[Dataset items]
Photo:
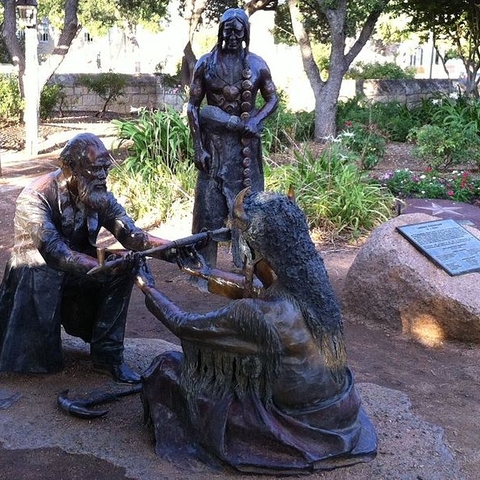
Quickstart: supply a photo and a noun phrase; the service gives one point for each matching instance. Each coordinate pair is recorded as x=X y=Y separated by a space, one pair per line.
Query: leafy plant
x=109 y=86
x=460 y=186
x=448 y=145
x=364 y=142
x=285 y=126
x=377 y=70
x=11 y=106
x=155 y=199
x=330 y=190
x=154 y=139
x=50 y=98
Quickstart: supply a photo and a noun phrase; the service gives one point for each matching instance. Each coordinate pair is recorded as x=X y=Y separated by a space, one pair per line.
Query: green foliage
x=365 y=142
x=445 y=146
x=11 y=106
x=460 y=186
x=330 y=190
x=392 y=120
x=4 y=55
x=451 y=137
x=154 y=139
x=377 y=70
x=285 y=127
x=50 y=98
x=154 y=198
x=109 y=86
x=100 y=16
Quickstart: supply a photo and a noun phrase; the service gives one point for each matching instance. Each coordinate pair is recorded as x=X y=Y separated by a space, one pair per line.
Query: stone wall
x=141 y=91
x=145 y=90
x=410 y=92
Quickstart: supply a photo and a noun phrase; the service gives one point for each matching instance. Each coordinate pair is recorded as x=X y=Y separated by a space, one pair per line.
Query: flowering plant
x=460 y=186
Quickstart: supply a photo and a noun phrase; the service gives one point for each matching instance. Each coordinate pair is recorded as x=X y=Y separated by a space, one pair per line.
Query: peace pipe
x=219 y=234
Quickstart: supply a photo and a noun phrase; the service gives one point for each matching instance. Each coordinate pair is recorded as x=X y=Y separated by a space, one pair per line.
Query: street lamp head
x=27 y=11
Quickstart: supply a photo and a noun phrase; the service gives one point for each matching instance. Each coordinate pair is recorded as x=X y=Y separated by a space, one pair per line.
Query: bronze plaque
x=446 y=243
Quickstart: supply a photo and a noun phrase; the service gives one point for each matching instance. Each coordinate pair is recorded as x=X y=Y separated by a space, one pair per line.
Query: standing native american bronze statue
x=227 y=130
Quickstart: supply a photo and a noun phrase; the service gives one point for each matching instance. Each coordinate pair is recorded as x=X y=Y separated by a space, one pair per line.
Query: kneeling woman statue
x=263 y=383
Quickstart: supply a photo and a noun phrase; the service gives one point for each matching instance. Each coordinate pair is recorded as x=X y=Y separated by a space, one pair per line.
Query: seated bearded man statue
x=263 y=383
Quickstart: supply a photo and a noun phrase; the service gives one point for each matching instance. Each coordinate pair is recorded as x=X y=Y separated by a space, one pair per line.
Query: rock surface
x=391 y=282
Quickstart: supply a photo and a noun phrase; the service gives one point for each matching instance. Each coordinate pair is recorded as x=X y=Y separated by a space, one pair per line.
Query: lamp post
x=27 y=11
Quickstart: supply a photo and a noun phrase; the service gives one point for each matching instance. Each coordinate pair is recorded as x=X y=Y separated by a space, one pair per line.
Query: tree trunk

*Exercise instructions:* Return each line from the material above that contains the string "plant".

*Written response:*
Query: leafy plant
Query: flowering plant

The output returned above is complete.